PASSAGE SHOWN:
--------------------------------
I hear your pain man. This forum is for men who want to optimize their health and well-being through controlled TRT protocols. Yes, there are some really good guys here who do small blats from time to time; but they know exactly what they are doing. 

Reading your post above no wonder you're having problems...you're all over the place. For starters, you are in HPTA shut down and then to quit for 3 weeks is going to cause you all kinds of problems like you experienced. I am not a Doc so I don't even know where to begin to get you back on track. I honestly think the guys over on the Anabolic forum can help you. You may even try the PCT forum to see if you need to get re-started. Better yet, it may be time to find a Doc who can fix you; someone with PCT experience. 

You're messing with some serious shit man and could end up hurting yourself with no way to get back. 

BTW, how old are you? Just asking....for no other reason.

----------


## Inquisitor

53 years old. I am almost positive I have high E2 levels. I was the epitome of health before I started anything like testosterone , so I know my body well. I recently started to get acid reflux and I never get that stuff. I looked it up and it says that it is associated with high estrogen and progesterone. I also felt like high blood pressure and even experienced a headache from it. I looked it up and that is associated with high estrogen. I am sure that I have high estrogen with no typical signs such as gyno.

----------


## GotNoBlueMilk

Lots of people will have high E2 w/o any gyno symptoms. There have been cases on here where guys had E2 well above 100 and no gyno symptoms. Gyno is tied to high E2 levels, but there are other things required too, such as receptors, IGF levels.
--------------------------------
WORK INSTRUCTIONS:
a - From the forum thread, quote the stretch from "You're messing with" through "no other reason.".
b - For each statement, say whether the forum thread supports it (yes or no) and quote the words that decide it: (i) The poster under the header "Inquisitor" gives an age of 53 years. (ii) The thread says high E2 levels alone are enough to cause gyno. (iii) The first post says its writer is a doctor.

DATA UNDER STUDY:
--------------------------------
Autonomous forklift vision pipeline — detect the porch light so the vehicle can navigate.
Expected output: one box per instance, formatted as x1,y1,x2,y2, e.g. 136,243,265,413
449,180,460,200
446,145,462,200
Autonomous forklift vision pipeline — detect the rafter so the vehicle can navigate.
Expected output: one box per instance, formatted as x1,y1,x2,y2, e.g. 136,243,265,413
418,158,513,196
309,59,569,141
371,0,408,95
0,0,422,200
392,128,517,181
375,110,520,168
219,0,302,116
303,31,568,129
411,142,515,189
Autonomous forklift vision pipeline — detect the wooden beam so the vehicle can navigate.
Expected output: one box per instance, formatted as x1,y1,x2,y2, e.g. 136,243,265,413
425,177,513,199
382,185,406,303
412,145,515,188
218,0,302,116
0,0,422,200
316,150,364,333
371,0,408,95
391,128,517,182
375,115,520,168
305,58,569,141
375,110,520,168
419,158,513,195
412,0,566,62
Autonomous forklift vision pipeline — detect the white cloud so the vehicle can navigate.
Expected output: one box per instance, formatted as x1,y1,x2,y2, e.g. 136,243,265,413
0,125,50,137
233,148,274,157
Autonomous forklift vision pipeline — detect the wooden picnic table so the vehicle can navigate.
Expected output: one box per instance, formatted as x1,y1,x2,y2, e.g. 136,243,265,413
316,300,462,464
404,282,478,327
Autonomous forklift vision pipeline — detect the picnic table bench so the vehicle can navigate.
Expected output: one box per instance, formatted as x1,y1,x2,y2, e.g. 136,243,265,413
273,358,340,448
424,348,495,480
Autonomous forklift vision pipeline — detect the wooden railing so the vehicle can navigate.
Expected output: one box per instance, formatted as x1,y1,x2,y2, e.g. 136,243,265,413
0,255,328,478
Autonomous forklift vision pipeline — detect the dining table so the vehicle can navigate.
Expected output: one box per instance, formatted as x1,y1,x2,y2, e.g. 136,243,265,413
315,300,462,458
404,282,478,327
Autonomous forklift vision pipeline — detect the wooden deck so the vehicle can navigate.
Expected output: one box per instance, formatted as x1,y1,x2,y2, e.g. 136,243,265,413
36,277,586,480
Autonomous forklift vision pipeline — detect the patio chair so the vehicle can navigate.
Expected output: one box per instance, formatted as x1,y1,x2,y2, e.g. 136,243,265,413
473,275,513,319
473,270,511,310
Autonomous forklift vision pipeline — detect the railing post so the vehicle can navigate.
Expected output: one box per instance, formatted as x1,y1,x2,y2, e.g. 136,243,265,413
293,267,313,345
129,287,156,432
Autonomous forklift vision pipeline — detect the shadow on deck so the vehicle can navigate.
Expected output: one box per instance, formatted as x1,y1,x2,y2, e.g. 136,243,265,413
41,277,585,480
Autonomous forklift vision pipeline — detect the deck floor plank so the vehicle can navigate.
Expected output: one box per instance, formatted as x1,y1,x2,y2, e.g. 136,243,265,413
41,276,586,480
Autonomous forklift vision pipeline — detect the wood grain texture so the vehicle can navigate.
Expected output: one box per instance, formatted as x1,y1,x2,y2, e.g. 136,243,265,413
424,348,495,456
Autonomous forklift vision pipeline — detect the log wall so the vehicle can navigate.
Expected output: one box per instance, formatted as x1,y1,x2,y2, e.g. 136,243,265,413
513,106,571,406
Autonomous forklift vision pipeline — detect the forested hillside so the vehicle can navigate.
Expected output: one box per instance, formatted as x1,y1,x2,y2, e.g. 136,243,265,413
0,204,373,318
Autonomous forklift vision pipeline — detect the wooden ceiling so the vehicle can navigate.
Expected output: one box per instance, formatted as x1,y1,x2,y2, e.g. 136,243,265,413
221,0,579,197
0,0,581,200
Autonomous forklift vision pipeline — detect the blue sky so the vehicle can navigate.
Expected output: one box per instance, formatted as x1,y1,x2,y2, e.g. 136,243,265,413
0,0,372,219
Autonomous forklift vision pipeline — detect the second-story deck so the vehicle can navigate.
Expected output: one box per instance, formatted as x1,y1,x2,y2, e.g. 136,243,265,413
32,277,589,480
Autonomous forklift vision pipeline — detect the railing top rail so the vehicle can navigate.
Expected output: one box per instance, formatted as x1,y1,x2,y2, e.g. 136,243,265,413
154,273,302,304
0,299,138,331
--------------------------------
ANSWERS PER TASK:
a -
You're messing with some serious shit man and could end up hurting yourself with no way to get back. 

BTW, how old are you? Just asking....for no other reason.

b -
(i) Yes: "53 years old."
(ii) No: "Gyno is tied to high E2 levels, but there are other things required too, such as receptors, IGF levels."
(iii) No: "I am not a Doc"